Set exercise ->
Edit the records by replacing every "field log" with "survey notebook", and leave everything else as it is.

Saved entries ->
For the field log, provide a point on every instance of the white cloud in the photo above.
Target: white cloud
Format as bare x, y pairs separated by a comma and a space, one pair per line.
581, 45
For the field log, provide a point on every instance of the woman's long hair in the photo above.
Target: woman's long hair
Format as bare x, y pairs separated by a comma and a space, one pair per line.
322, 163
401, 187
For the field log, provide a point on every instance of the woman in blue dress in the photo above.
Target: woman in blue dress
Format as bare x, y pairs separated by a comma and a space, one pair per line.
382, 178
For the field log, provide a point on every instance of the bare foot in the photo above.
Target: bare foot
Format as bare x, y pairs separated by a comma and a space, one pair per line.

Task answer ->
For the survey notebook, provide a point on every instance of the white cloud in the photo above.
Target: white cloud
Format as bare x, y pairs separated by a comma and a space, one pair per line.
581, 45
For the survey notebook, provide a point on every instance of the woman's long hair in the photo above.
Target: woman's long hair
Format as bare x, y pairs separated by a comma and a space, one pair per line.
322, 163
401, 187
For the survey notebook, provide a point on every instance of the woman in blue dress in the photo above.
Target: woman in blue dress
Format as bare x, y pairs separated by a comma and a space, one pair per line.
382, 178
For the survey notebook, provide a point on every instance of the bare foot in the photo above.
Target: bare foot
Format as bare x, y pairs separated by a comma and a space, one pair per line.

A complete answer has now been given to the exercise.